• **Provided text**
▼▼▼

# My Halloween Clothes



## ScareShack (May 26, 2006)

I wasnt sure where to put this thread, but it relates to my halloween clothes.
Im trying to come up with just one image. I currently have three.
Let me know which one u like(if any) so I can try and make a dissucision.
Theres the Huanted House logo,
then it in a circle(I really diont like to much)
then the head in coffin.

Thanks guys, heres the link,
http://www.cafepress.com/hauntedwoodsong


----------



## mikeq91 (Jul 19, 2005)

I like the design for the longsleeve shirt and the hooded sweatshirt. The others seem like just clip art pasted on a shirt. The longsleeve shirt one is unique and the hooded sweatshirt one has the graveyard which adds to it. Those are the 2 i'd pick


----------



## NickG (Sep 12, 2006)

I like the haunted house / spooky tree pic better than the others... I like it better when it's not in the dark circle.


----------



## Lilly (Jun 13, 2006)

I also like the house/tree one better either way.


----------



## Hellrazor (Jun 18, 2006)

me threee, I like the tree house one on the collered sweater and long sleeve shirt the best myself.


----------



## Bodybagging (May 8, 2006)

Lloks cool , we thought about doing this as well at bodybagging.com havent followed thru on it yet


----------

▲▲▲

• **Given problem 1**
State how many lines of the records contain the word "white", giving the number alone.

• **Input data**
▼▼▼

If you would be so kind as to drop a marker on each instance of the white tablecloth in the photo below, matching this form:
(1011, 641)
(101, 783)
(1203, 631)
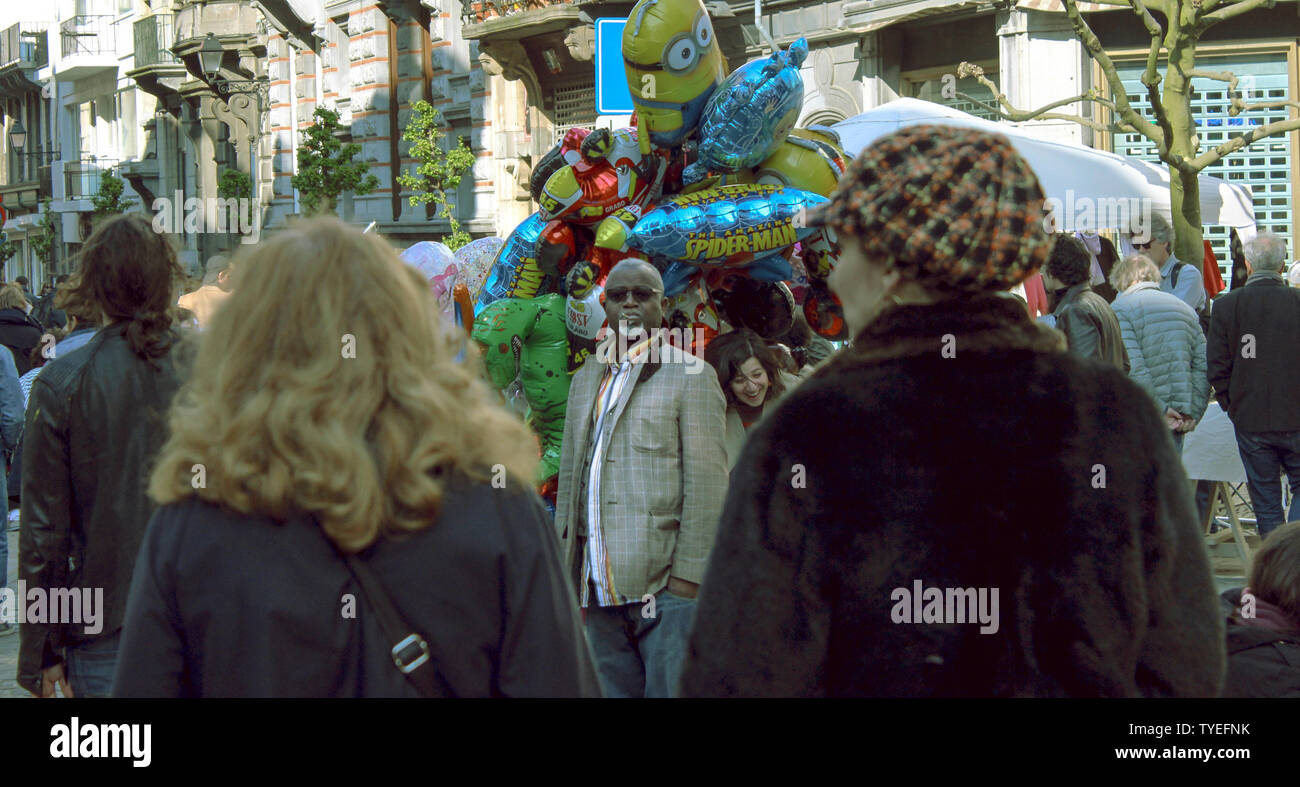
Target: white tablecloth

▲▲▲

• **Given problem 2**
Answer the following from the Halloween clothing thread:
(a) How many images does ScareShack say they currently have?
(b) Which two items does mikeq91 say they would pick?
(c) Which website does Bodybagging mention?

• **Worked answer 1**
2

• **Worked answer 2**
(a) Three.
(b) The longsleeve shirt and the hooded sweatshirt.
(c) bodybagging.com.